Several machine learning models for estimating coal HHV employing elemental analysis data collected from coal samples with various origins and locations are compared in this investigation. These approaches include the optimized DE/XGBoost-based model, the optimized DE/RFR-based model, the M5 model tree, and multivariate linear regression (MLR). Additionally, the study looks at how five input components—sulfur (S), hydrogen (H), oxygen (O), nitrogen (N), and carbon (C)—affect the accuracy of coal HHV as the objective variable.
By suggesting an efficient and comprehensible machine learning framework for HHV prediction reliant on the ultimate examination of coal samples, the current work attempts to close this research gap. The novelty of this study lies in three main aspects. First, the hyperparameters of the XGBoost regression model are automatically optimized using the differential evolution (DE) algorithm, enabling a systematic search of the parameter space and improving predictive performance. Second, the proposed DE/XGBoost hybrid model is compared with several widely used approaches in HHV prediction, including random forest regression (RFR), M5 model trees, multivariate linear regression (MLR), and classical empirical correlations. Third, the interpretability of the predictive model is enhanced through the use of SHAP (Shapley Additive Explanation) values, which allow the quantification and ranking of the influence of the elemental variables on the predicted HHV. These contributions offer a methodology for calculating the calorific value of coal from its constituent makeup that is more precise, efficient, and comprehensible.
--- --- ---
Job | Copy out the full passage on machine learning models for predicting coal HHV, word for word.

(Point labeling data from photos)
--- --- ---
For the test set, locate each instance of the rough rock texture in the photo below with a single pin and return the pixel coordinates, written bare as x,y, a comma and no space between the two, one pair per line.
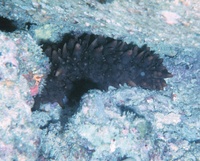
89,61
170,27
20,138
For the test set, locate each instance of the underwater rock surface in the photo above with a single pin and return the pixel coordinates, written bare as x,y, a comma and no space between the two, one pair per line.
166,121
83,62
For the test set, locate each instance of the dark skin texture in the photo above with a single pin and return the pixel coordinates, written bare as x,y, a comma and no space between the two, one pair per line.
88,61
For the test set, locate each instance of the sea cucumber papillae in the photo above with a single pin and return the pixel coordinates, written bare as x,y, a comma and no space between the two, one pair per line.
89,61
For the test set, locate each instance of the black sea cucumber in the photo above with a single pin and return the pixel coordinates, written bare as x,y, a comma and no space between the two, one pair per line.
89,61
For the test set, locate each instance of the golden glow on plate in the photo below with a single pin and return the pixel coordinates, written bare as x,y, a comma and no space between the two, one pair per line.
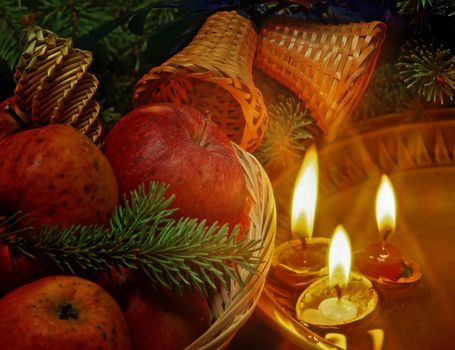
--- --- ---
Complete answer |
Several machine learning models for estimating coal HHV employing elemental analysis data collected from coal samples with various origins and locations are compared in this investigation. These approaches include the optimized DE/XGBoost-based model, the optimized DE/RFR-based model, the M5 model tree, and multivariate linear regression (MLR). Additionally, the study looks at how five input components—sulfur (S), hydrogen (H), oxygen (O), nitrogen (N), and carbon (C)—affect the accuracy of coal HHV as the objective variable.
By suggesting an efficient and comprehensible machine learning framework for HHV prediction reliant on the ultimate examination of coal samples, the current work attempts to close this research gap. The novelty of this study lies in three main aspects. First, the hyperparameters of the XGBoost regression model are automatically optimized using the differential evolution (DE) algorithm, enabling a systematic search of the parameter space and improving predictive performance. Second, the proposed DE/XGBoost hybrid model is compared with several widely used approaches in HHV prediction, including random forest regression (RFR), M5 model trees, multivariate linear regression (MLR), and classical empirical correlations. Third, the interpretability of the predictive model is enhanced through the use of SHAP (Shapley Additive Explanation) values, which allow the quantification and ranking of the influence of the elemental variables on the predicted HHV. These contributions offer a methodology for calculating the calorific value of coal from its constituent makeup that is more precise, efficient, and comprehensible.